Return all of the records below verbatim.

───── GIVEN DATA

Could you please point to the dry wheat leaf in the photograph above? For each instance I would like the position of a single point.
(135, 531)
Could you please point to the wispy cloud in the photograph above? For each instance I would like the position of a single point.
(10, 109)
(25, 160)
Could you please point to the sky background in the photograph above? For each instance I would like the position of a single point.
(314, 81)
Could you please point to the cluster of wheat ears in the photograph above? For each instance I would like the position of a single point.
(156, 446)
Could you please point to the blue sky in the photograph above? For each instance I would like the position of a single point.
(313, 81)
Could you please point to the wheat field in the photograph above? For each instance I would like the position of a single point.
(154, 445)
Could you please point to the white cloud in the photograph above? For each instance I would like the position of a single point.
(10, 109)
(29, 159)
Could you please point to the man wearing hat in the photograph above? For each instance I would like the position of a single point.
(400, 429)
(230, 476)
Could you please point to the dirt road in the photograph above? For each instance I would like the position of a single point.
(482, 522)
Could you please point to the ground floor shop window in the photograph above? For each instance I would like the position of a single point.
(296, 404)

──────────

EXERCISE ANSWER —
Could you please point to the dry wheat leaf in the photograph above? For each instance I would like the position of a single point.
(135, 531)
Could you please point to the wispy cloud in the photograph above? For each instance I would like the position of a single point.
(10, 109)
(25, 160)
Could you please point to the sky background in the photograph above? For each instance I would like the position of a single point.
(314, 81)
Could you please point to the cluster of wheat ears in the photograph above? For each instance I would like the position of a single point.
(156, 446)
Could you please point to the blue sky in the photograph above? For each instance I would like the position of a single point.
(313, 81)
Could you please point to the wheat field in the photograph above? For each instance I would like the position of a single point.
(154, 445)
Could you please point to the white cloud in the photograph above? For each instance I would like the position of a single point.
(10, 109)
(29, 159)
Could you please point to the man wearing hat in the photograph above? For each instance I would like the position of a single point.
(400, 429)
(230, 476)
Could you please point to the dirt road in the photograph above? For each instance I would like the position of a single point.
(482, 522)
Could you please point to the ground floor shop window in the photograph above? For each instance I would like the position of a single point.
(296, 404)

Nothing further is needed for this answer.